● What is needed: Repeat verbatim the lines of the data below, beginning with the line containing "the wooden picnic" and continuing to the end.

==============================

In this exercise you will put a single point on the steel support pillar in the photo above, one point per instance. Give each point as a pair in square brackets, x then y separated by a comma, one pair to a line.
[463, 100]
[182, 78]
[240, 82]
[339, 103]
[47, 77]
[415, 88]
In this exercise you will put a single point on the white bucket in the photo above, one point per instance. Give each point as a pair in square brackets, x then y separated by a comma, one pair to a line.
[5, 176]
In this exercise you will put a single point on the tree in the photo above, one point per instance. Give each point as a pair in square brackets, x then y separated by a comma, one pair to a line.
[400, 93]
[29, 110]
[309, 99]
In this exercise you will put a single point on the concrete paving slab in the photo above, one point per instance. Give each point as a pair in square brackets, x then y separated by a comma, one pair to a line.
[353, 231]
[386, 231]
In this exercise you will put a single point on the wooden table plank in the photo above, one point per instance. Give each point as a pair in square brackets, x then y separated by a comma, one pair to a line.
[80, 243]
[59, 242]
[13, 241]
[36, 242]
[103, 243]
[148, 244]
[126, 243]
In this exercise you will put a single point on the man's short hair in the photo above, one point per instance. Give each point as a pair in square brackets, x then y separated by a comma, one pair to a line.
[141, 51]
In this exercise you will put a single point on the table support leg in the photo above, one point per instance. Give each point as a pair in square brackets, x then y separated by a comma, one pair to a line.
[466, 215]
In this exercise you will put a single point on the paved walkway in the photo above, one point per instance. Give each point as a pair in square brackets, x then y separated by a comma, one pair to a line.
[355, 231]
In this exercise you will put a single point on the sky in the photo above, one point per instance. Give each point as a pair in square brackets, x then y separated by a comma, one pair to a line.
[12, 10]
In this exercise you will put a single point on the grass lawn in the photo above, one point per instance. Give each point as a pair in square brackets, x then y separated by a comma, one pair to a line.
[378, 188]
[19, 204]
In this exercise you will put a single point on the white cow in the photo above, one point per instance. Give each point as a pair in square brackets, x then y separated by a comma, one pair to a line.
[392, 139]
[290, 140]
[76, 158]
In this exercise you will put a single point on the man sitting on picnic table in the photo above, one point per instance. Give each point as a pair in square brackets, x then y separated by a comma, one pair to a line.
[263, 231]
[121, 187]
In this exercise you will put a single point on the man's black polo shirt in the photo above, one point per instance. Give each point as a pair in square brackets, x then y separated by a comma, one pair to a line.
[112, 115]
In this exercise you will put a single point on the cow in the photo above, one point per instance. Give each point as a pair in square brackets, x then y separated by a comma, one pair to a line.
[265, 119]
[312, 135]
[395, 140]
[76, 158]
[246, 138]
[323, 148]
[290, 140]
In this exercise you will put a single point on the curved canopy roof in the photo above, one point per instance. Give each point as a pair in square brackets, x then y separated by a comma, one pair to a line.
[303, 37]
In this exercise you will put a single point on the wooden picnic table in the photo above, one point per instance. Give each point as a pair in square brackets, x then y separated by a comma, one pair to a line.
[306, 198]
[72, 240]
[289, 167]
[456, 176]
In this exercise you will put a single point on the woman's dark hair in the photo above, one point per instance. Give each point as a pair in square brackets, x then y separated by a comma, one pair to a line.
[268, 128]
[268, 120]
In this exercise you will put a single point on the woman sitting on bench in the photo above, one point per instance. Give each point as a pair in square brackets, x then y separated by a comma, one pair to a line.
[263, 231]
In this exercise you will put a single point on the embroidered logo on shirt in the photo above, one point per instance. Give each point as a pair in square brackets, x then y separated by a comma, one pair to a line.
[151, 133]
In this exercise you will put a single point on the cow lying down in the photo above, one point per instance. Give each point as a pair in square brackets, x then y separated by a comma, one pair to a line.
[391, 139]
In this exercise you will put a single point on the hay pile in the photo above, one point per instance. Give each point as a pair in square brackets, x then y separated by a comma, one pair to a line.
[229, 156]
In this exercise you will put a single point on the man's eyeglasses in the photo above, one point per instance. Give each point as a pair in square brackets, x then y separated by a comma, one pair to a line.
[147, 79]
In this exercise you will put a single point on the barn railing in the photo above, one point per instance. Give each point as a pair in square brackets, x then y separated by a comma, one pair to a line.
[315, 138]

==============================

● Finished task:
In this exercise you will put a single point on the wooden picnic table in the photo above, one point per instance. Give each point as a pair in square brackets, x then y separated by a comma, one pair to a line.
[306, 198]
[72, 240]
[289, 167]
[456, 176]
In this exercise you will put a single point on the woman's dark hair in the photo above, one point per instance. Give each point as a pair in square brackets, x then y separated by a comma, one pair to a line.
[268, 128]
[268, 120]
In this exercise you will put a single point on the woman sitting on bench in the photo above, one point per instance. Give each point as a pair in square brackets, x then y separated by a comma, one pair to a line.
[263, 231]
In this exercise you will put a single point on the embroidered logo on shirt in the photo above, one point per instance. Give each point as a pair in square brackets, x then y separated by a comma, one pair to a line.
[151, 133]
In this exercise you will put a single point on the cow lying down in the photo above, one point per instance. Give each point as a pair in square brackets, x then y separated by a comma, one pair to a line.
[391, 139]
In this exercise you will put a single point on the hay pile in the photo above, one point per instance. Give each point as a pair in square brackets, x then y separated by a comma, one pair to a line.
[229, 156]
In this exercise you will put a single point on the man's eyeglasses in the photo above, one point per instance. Give each point as a pair in square brackets, x then y separated by a comma, one pair to a line.
[147, 79]
In this exercise you will put a single point on the barn railing in the photo above, one point per instance. Give each point as a pair in square brackets, x then y separated by a comma, one pair to a line.
[315, 138]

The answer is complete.